Pointing and labeling entries:

##########

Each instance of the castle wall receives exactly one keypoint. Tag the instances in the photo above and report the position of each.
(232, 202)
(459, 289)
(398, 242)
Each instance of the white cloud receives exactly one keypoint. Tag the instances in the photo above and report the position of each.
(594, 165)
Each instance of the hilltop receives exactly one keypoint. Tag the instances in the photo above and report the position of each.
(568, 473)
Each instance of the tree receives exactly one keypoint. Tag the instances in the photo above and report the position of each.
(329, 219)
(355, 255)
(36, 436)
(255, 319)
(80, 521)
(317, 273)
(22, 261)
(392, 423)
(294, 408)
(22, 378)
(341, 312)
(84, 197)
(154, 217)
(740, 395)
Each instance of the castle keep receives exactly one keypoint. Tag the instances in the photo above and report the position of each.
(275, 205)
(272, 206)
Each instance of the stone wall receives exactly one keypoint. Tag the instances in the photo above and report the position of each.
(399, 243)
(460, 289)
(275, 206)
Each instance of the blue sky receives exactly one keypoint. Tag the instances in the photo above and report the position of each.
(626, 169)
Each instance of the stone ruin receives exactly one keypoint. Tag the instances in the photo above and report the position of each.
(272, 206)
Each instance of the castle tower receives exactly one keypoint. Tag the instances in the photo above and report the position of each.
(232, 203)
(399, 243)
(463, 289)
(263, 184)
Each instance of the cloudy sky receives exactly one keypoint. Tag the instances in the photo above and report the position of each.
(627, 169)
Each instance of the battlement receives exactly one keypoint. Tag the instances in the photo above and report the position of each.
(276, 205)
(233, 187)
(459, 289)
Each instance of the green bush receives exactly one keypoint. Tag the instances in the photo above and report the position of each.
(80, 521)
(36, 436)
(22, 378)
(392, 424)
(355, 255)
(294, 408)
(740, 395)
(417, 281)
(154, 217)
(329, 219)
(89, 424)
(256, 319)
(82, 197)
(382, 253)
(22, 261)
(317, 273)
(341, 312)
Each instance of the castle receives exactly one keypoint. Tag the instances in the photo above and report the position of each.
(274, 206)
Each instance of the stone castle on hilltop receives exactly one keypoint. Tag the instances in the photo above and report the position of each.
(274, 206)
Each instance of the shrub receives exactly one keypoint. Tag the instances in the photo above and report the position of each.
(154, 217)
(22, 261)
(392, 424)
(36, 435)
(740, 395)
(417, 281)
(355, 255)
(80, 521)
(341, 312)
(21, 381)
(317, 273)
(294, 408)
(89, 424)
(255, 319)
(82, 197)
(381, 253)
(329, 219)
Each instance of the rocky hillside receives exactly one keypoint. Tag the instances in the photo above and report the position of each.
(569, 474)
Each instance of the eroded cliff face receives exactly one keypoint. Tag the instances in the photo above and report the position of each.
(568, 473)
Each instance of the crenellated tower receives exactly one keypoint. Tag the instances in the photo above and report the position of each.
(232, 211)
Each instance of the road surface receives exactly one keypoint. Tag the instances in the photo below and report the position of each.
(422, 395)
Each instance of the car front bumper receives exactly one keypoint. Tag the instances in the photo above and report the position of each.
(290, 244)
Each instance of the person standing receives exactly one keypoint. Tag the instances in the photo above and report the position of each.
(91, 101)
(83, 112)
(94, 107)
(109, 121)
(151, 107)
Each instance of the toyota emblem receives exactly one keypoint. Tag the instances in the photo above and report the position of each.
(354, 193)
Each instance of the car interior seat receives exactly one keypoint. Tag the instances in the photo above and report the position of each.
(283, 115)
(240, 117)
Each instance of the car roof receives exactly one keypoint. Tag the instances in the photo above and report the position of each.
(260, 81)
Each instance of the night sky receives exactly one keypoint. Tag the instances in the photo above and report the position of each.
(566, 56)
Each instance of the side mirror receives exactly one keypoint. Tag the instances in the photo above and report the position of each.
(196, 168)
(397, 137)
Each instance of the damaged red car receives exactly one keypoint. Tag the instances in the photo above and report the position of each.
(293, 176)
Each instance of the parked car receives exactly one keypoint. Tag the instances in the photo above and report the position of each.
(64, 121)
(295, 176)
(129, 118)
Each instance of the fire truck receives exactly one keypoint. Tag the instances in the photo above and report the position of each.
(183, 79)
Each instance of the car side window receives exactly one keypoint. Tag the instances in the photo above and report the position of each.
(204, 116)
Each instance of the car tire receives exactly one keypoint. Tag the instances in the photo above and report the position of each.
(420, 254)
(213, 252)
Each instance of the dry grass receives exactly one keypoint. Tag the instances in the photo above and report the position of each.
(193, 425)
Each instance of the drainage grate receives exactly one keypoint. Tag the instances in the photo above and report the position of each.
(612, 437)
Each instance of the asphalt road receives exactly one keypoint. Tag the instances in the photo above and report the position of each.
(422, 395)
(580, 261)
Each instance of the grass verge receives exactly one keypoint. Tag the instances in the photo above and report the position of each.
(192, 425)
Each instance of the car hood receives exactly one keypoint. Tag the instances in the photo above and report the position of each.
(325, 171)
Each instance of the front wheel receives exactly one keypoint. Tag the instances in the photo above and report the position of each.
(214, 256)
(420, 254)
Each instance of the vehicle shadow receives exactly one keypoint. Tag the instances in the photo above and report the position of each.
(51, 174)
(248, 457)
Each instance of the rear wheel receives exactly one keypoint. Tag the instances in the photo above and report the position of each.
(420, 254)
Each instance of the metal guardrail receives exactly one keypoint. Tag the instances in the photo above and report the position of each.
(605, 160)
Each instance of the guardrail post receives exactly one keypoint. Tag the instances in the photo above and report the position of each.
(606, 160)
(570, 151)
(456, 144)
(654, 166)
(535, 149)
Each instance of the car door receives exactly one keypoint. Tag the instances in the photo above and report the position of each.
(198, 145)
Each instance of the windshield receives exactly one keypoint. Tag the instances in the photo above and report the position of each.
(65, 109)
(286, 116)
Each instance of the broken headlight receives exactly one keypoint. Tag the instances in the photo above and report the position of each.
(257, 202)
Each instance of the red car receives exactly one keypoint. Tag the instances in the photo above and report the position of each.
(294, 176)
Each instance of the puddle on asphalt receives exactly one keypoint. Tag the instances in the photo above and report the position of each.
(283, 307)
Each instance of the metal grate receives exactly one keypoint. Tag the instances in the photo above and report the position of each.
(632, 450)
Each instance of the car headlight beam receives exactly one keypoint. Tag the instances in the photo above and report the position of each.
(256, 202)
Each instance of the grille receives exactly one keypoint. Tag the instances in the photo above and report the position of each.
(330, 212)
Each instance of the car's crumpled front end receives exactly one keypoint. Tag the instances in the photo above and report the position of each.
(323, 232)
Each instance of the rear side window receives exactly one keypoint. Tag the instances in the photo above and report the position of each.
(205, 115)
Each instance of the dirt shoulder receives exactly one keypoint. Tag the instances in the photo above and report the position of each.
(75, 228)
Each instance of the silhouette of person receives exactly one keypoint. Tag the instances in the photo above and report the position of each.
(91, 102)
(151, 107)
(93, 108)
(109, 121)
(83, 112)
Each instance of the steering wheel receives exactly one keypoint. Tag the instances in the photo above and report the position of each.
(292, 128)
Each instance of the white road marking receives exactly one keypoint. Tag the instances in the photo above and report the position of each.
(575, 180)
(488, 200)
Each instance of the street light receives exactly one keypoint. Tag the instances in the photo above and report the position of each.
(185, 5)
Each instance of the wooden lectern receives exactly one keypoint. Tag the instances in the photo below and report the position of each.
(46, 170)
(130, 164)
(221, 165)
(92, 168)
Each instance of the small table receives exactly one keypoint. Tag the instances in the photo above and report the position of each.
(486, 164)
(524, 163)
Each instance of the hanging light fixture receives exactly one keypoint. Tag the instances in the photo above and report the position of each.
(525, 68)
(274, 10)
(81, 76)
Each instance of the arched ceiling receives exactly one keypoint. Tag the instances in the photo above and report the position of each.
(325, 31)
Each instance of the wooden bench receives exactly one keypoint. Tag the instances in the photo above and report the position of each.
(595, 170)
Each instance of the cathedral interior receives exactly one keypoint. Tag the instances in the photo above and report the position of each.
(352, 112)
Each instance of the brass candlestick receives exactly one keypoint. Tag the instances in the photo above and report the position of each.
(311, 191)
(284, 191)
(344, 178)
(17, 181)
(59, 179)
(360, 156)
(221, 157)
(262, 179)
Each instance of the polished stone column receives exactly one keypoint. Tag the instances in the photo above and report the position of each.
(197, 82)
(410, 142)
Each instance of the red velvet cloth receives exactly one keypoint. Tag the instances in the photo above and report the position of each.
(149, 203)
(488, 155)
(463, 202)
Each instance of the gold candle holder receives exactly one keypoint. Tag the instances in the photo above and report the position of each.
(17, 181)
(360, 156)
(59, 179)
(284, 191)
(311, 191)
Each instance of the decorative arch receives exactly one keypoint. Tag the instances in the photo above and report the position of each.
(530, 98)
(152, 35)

##########

What to do -
From the line that contains "Each instance of the red velvet" to the last line of the material above, repeat every line exactly, keeping both the first and the last.

Solved exercise -
Each instance of the red velvet cloth receives exactly one keypoint. Tag the instances in the photo above and report the position of each.
(149, 203)
(488, 155)
(463, 202)
Each instance of the gold candle holder receives exactly one keypoint. Tag the instances in the photo above and report the position of each.
(17, 181)
(360, 156)
(59, 179)
(284, 191)
(311, 191)
Each instance of the decorative arch receives exactly one keypoint. Tag the instances in the photo above and report the position of each.
(530, 98)
(152, 35)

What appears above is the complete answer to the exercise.